---------- SUPPLIED RECORDS ----------

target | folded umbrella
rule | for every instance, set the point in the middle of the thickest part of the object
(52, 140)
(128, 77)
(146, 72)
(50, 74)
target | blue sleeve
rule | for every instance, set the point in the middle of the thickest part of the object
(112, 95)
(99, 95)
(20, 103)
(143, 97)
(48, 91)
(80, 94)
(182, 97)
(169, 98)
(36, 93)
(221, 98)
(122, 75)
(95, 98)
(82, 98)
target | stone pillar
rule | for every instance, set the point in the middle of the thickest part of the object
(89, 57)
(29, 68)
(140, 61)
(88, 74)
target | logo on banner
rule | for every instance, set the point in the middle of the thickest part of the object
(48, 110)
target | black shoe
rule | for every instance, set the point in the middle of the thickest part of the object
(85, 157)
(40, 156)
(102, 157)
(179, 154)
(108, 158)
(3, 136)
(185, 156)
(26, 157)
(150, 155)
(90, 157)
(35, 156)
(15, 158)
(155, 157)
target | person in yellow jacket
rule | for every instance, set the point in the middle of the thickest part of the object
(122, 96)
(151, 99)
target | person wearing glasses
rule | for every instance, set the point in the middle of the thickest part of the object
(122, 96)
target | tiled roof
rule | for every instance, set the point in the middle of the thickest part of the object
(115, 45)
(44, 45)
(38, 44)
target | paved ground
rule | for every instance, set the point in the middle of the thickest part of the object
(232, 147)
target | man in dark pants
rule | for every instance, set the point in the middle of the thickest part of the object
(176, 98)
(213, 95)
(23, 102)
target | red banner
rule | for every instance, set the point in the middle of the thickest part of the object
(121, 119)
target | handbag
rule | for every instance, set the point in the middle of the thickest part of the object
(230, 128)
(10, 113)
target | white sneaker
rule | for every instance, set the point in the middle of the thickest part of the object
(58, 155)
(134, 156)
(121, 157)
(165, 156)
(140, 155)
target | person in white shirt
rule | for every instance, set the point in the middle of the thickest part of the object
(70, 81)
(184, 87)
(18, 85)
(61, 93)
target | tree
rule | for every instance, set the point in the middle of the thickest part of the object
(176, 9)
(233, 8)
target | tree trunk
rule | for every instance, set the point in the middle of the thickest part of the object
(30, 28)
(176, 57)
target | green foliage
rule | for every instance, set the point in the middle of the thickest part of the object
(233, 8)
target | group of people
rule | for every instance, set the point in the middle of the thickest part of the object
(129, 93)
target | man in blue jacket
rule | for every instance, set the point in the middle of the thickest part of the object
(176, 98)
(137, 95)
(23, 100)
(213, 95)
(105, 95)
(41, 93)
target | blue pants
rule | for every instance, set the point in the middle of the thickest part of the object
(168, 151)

----------
---------- SUPPLIED RECORDS ----------

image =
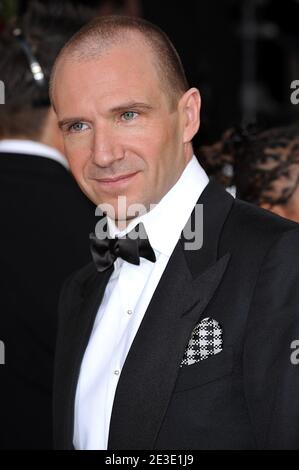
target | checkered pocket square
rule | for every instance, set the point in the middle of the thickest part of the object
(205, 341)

----------
---------- SUPPLIED RECORDS ----------

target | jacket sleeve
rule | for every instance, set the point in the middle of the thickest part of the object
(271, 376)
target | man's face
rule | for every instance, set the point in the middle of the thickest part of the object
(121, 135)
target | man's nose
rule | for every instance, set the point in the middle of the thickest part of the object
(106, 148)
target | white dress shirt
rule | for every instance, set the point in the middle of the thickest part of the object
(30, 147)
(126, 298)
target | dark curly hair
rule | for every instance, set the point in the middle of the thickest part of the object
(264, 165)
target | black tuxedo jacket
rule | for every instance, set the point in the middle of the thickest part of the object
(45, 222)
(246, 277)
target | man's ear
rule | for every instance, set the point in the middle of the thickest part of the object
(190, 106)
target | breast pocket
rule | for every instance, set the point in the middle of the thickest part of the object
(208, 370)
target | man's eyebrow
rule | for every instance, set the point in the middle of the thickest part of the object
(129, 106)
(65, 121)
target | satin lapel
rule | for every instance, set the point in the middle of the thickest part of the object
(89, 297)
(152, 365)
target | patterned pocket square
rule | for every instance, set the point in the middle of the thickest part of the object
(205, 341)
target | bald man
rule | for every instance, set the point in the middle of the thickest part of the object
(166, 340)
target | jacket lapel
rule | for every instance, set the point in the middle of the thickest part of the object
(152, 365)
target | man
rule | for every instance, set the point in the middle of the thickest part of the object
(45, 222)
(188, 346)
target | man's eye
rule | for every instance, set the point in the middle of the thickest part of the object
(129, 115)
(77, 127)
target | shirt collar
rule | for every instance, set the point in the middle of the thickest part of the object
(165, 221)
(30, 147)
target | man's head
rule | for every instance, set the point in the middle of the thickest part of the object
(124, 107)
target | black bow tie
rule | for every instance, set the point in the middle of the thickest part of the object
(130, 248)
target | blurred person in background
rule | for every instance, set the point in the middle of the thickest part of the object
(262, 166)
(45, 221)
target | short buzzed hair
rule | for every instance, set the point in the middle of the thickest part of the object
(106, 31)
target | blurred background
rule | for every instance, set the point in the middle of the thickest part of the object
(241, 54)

----------

**AIM:**
Show each line of the entries that contains the word "shirt".

**WRITTEN RESPONSE:**
target | person in white shirt
target | white dress shirt
target | shirt collar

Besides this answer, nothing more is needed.